## Exercise objective
Return, from the material below, each line in which "instance" occurs.
======== Data section
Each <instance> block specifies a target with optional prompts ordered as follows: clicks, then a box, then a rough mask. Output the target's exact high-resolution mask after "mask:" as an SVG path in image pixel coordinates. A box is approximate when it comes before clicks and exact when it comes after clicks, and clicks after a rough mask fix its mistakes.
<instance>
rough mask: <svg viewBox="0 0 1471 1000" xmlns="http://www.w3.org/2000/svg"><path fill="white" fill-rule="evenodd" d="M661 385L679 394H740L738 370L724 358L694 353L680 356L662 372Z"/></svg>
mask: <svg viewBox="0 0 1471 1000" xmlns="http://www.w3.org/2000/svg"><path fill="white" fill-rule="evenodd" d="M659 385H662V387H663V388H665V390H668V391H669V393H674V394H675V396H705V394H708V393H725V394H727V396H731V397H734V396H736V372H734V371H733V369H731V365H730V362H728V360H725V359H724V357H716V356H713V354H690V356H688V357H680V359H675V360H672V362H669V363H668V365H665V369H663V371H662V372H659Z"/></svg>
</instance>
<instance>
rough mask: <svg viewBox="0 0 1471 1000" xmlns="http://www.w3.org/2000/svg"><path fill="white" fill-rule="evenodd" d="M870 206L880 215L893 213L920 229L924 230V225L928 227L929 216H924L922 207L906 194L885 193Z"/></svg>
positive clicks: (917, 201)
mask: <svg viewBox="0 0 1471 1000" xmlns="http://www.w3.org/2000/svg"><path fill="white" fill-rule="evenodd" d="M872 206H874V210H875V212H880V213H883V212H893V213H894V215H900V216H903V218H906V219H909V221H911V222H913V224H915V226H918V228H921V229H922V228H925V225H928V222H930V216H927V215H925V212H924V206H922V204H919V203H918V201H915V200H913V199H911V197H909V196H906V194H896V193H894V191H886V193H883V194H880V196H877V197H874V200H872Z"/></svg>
================
## Expected output
Each <instance> block specifies a target with optional prompts ordered as follows: clicks, then a box, then a rough mask. Output the target's exact high-resolution mask after "mask:" as an SVG path in image pixel coordinates. A box is approximate when it comes before clicks and exact when it comes after clicks, and clicks after a rough mask fix its mistakes.
<instance>
</instance>
<instance>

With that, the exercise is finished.